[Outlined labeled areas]
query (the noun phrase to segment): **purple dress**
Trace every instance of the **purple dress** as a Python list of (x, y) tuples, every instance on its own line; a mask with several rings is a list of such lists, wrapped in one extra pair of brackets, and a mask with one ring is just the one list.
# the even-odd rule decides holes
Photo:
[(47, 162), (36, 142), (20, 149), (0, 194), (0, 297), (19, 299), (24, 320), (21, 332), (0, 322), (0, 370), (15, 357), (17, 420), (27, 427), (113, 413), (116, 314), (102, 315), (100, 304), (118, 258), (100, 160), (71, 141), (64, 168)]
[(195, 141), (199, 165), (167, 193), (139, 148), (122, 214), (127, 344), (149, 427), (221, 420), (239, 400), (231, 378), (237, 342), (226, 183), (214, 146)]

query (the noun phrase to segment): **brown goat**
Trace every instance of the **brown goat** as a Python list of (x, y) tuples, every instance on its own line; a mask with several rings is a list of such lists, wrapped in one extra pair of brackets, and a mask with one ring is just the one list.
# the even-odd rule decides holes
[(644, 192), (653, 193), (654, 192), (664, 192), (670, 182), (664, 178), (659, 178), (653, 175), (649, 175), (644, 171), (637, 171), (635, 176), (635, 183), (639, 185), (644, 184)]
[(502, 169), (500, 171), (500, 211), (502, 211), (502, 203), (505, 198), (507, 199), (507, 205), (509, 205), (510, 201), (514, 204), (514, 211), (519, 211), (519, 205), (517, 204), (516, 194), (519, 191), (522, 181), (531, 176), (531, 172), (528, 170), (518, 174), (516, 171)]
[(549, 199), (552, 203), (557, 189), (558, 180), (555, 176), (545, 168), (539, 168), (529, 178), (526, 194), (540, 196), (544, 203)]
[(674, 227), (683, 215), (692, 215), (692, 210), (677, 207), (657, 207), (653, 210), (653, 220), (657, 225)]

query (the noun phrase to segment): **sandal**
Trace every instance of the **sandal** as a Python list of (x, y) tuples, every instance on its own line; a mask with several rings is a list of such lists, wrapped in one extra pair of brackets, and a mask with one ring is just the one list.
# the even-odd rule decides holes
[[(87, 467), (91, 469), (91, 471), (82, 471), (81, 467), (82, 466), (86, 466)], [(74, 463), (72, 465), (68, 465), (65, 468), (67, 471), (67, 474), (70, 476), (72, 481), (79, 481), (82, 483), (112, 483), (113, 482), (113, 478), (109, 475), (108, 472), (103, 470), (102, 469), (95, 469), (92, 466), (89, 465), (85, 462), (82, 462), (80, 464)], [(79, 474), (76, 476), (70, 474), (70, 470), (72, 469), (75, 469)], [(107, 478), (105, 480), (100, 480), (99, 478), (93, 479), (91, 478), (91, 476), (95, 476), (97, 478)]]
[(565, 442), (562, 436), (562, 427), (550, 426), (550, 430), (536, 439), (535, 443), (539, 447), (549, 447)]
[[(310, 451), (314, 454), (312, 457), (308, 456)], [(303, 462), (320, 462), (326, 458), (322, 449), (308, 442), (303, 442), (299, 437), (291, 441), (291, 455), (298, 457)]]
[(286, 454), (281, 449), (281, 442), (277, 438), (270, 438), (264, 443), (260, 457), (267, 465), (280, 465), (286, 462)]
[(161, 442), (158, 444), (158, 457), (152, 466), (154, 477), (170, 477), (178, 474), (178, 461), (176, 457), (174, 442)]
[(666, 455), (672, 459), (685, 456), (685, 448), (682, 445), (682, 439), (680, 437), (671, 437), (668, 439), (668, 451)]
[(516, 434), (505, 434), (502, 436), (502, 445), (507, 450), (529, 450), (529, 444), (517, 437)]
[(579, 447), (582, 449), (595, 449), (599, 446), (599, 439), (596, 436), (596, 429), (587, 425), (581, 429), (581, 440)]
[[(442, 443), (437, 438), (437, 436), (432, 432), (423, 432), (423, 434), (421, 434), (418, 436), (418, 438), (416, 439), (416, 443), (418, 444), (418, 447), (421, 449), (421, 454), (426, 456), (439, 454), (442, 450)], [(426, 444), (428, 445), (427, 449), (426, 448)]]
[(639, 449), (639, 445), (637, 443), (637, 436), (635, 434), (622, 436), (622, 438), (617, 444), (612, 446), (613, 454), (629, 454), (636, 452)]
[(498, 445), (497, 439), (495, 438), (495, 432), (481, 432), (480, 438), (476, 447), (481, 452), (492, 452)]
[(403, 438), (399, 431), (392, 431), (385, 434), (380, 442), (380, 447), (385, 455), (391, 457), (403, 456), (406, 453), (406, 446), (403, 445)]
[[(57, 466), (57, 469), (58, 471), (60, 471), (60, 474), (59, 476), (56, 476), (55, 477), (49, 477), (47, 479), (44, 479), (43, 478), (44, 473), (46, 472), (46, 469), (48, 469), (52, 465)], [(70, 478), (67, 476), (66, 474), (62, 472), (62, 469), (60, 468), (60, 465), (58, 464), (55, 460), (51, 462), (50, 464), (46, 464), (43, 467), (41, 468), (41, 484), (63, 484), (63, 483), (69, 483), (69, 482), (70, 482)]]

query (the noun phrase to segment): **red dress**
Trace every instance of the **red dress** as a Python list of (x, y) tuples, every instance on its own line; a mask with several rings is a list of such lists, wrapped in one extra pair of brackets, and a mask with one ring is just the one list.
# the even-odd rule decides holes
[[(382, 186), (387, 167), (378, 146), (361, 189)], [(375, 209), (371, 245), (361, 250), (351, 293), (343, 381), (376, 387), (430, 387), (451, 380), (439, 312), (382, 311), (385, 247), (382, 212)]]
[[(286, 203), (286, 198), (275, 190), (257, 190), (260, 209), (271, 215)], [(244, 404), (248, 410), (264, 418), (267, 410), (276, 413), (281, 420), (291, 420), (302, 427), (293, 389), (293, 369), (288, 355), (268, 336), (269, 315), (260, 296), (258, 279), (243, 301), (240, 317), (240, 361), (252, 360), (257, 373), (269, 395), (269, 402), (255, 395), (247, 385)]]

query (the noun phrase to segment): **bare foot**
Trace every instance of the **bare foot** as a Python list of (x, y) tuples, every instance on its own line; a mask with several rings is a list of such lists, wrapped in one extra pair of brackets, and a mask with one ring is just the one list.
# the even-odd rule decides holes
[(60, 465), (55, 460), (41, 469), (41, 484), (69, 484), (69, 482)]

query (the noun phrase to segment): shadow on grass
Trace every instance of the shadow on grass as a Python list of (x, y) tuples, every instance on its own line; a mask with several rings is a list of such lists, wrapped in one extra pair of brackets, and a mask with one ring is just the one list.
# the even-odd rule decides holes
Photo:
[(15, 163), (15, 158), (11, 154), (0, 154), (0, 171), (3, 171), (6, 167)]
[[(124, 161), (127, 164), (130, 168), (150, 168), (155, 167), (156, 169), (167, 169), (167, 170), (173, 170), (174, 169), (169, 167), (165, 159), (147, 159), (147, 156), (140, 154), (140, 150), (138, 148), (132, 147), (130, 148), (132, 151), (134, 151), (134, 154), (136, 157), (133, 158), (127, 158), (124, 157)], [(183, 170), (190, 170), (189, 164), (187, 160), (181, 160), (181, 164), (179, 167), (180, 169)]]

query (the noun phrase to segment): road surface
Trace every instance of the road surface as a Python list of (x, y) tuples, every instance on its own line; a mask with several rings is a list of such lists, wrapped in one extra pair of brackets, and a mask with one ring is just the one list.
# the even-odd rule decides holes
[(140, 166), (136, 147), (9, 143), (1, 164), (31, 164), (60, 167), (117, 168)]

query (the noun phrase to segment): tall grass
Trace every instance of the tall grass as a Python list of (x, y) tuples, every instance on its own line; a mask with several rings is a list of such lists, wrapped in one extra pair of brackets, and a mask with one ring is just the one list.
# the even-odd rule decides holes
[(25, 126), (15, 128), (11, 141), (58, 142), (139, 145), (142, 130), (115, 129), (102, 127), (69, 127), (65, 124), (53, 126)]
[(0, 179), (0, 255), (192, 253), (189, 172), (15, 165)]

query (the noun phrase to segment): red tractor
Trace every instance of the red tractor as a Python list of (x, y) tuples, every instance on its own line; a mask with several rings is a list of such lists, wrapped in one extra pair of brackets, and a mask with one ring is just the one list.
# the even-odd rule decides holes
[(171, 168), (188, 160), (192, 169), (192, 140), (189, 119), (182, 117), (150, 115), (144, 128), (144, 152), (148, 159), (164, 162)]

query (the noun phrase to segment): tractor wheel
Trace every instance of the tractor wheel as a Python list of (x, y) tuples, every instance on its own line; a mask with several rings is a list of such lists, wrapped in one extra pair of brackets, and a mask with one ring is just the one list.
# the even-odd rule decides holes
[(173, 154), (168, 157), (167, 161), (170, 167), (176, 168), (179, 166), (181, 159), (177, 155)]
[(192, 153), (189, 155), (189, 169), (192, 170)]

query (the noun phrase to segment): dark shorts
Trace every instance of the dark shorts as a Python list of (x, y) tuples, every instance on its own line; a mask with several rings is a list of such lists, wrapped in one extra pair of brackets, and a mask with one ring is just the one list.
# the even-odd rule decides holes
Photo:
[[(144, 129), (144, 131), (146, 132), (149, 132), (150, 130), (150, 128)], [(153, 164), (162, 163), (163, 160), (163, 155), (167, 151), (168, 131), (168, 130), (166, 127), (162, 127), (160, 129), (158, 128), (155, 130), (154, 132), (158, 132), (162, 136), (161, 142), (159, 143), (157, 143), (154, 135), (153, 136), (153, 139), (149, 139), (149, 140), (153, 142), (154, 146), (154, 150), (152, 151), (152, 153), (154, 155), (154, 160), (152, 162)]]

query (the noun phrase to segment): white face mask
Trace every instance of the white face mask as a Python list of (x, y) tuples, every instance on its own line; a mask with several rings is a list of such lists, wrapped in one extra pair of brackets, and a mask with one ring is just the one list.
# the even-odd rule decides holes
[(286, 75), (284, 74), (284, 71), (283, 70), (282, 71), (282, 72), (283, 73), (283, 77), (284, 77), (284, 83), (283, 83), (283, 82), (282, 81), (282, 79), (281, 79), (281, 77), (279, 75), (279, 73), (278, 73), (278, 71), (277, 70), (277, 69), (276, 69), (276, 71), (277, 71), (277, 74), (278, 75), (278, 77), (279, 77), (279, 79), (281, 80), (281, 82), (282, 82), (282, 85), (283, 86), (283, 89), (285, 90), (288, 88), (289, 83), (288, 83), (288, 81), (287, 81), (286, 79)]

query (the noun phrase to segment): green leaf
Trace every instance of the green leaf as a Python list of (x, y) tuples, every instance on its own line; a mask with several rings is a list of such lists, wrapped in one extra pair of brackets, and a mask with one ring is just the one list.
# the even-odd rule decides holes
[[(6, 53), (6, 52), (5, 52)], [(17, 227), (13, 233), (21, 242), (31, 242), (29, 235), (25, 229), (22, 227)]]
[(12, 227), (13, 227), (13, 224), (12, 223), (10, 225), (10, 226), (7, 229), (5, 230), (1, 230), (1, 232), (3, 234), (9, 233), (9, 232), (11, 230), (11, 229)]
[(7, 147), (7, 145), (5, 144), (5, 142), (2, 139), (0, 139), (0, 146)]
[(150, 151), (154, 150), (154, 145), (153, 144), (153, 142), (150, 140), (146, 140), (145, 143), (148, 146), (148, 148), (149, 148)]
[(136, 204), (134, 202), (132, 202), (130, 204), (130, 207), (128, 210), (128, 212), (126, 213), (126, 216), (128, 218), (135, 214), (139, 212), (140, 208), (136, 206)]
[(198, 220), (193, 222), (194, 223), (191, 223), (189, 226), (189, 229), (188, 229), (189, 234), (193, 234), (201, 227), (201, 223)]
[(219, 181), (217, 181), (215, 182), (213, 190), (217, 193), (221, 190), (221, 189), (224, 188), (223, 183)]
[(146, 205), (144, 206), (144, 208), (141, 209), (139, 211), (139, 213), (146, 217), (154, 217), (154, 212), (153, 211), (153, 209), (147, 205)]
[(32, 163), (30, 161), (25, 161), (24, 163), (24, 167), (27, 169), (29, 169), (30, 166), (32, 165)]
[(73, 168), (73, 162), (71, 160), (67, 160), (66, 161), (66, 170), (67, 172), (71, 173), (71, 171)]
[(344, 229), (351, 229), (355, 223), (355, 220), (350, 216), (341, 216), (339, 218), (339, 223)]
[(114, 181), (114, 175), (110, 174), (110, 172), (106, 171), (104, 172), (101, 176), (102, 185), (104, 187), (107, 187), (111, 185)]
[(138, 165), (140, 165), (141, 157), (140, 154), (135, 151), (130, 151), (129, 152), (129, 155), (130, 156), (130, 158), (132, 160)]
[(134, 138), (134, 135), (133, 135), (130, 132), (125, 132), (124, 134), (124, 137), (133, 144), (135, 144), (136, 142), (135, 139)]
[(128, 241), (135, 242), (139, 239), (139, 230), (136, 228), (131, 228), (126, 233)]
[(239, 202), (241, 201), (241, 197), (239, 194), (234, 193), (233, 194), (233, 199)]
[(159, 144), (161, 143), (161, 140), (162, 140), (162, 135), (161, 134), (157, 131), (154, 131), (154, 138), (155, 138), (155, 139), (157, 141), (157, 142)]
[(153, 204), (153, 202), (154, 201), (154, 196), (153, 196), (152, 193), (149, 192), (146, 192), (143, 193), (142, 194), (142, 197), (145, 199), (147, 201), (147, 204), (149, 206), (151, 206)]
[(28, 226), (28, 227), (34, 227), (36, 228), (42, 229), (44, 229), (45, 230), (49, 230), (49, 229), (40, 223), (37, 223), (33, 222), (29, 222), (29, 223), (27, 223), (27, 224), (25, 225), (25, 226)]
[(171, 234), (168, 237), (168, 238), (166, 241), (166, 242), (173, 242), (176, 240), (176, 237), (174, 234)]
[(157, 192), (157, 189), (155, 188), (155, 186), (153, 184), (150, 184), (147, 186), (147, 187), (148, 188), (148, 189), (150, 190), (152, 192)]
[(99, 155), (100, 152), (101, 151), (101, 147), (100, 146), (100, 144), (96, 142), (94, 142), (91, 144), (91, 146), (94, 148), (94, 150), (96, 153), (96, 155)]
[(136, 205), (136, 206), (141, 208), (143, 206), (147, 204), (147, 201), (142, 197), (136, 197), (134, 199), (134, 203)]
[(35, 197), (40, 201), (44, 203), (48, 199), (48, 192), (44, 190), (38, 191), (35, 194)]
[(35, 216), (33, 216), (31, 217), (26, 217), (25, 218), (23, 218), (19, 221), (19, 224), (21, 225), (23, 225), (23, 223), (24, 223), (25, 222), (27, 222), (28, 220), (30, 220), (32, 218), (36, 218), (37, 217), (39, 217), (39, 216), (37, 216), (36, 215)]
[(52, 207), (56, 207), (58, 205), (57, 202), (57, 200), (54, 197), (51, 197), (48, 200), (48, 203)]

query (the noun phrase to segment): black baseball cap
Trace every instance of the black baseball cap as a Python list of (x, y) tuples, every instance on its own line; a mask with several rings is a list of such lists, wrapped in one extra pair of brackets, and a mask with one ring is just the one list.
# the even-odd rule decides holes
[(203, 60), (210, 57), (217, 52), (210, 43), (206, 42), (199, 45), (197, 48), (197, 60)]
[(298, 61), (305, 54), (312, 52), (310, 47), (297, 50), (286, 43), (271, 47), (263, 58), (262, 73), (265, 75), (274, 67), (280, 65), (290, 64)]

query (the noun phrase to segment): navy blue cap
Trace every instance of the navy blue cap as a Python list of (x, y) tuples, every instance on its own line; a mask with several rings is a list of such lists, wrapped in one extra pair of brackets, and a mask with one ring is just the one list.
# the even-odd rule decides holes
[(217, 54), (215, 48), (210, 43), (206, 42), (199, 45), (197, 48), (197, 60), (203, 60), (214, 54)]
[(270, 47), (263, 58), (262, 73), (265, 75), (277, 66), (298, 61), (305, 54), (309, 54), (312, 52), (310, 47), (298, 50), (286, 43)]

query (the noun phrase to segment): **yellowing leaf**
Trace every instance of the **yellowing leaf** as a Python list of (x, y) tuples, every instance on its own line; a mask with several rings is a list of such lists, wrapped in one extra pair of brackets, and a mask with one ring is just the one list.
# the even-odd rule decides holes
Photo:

▶ _REQUIRED WORK_: Rewrite the listing lines from the one containing "query (the noun phrase to segment): tractor" through the one containing "[(192, 153), (189, 155), (189, 169), (192, 170)]", inclusive, swapping "tractor wheel" for "tractor tire" and leaving everything else as it is.

▶ _RESPONSE FOR THIS EXERCISE_:
query (the noun phrase to segment): tractor tire
Trace every instance of the tractor tire as a Python list of (x, y) tuples, every instance on its own line; a mask with several rings is a list of such lists, wrapped in one extra pair of brackets, and a mask with one ring is just the one list.
# the even-odd rule decides holes
[(173, 154), (168, 157), (167, 161), (170, 167), (176, 168), (179, 166), (181, 159), (177, 155)]
[(192, 153), (189, 155), (189, 169), (192, 170)]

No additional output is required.